*REQUIRED ACTION*
Your answer should be the records below, repeated exactly as they stand.

*** Opening of EXCERPTED RECORDS ***

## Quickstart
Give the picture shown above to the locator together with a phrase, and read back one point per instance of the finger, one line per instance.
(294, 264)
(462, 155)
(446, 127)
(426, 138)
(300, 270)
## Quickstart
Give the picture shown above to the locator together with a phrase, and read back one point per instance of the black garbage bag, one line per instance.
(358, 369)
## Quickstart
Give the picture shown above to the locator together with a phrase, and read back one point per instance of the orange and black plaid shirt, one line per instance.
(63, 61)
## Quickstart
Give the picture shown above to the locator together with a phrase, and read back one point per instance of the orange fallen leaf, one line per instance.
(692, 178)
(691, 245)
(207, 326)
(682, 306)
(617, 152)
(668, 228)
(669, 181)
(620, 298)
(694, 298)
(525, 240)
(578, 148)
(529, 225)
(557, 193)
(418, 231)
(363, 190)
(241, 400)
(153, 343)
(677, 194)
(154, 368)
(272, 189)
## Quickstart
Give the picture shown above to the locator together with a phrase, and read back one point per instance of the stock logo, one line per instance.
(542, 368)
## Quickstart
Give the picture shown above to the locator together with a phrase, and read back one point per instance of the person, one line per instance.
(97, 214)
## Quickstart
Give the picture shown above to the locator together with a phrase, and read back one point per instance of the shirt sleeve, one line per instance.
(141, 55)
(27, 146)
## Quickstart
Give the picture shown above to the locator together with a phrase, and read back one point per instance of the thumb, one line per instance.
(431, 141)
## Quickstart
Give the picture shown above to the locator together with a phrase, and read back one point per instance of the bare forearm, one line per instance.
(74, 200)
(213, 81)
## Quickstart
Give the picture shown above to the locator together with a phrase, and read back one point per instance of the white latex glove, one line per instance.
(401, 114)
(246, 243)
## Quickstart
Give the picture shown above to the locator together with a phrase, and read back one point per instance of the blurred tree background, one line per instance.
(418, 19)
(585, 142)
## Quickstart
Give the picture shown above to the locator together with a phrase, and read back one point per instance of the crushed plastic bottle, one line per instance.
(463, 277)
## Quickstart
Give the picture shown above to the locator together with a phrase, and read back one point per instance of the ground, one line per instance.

*** Close of EXCERPTED RECORDS ***

*RESPONSE BELOW*
## Quickstart
Give the picture shown above to the locator together with a phrase, and read back one point per instance of the finger, one line per instance.
(294, 264)
(462, 155)
(446, 127)
(426, 138)
(300, 270)
## Quickstart
Give the picture shown above to the locator together with a phrase, and read back one point per instance of the black garbage bag, one line per instance.
(358, 369)
## Quickstart
Give the picture shown above to the locator together with a phrase, and read back one point per instance of the orange and black plaid shirt, one line per instance.
(63, 61)
## Quickstart
Give the picture shown above to the locator together with a phrase, and read back one point per instance of the orange fallen leaf, one line per instance.
(692, 178)
(691, 245)
(207, 326)
(682, 306)
(617, 152)
(668, 228)
(669, 181)
(620, 298)
(694, 298)
(525, 240)
(578, 148)
(529, 225)
(557, 193)
(418, 231)
(363, 190)
(241, 400)
(153, 343)
(677, 194)
(154, 368)
(272, 189)
## Quickstart
Give the picture shown above to the locator together with a phrase, and read back one point per instance of the stock logo, one line per instance.
(542, 368)
## Quickstart
Give the picture shown above to the locator together with a phrase, and read back one point per instance of the person, one line per instance.
(97, 214)
## Quickstart
Give the picture shown above to the locator together with a phrase, and read back one point per instance of the shirt sleeve, one line per instance.
(141, 55)
(27, 146)
## Quickstart
Give the picture shown above to the locator together with a phrase, and read back one point per instance of the thumb, one line per instance.
(431, 141)
## Quickstart
Give the picture shown above to the locator together with a phrase, and read back one point per instance of the bare forearm, one line per instance.
(74, 200)
(213, 81)
## Quickstart
Give the picture shown above to the locator together with a phrase, and read back one point per instance of the white latex glove, one line per instance.
(401, 114)
(246, 243)
## Quickstart
Give the picture shown above to the locator together with a phrase, and read back one point per instance of the blurred tree background, one line per instance.
(418, 19)
(585, 142)
## Quickstart
Give the picture shown above to the locator together with a phrase, and read back one point per instance of the crushed plastic bottle, one line per instance.
(463, 277)
## Quickstart
Give the picture shown above to the locator together with a phrase, and read back one point per instance of the ground, one line per instance.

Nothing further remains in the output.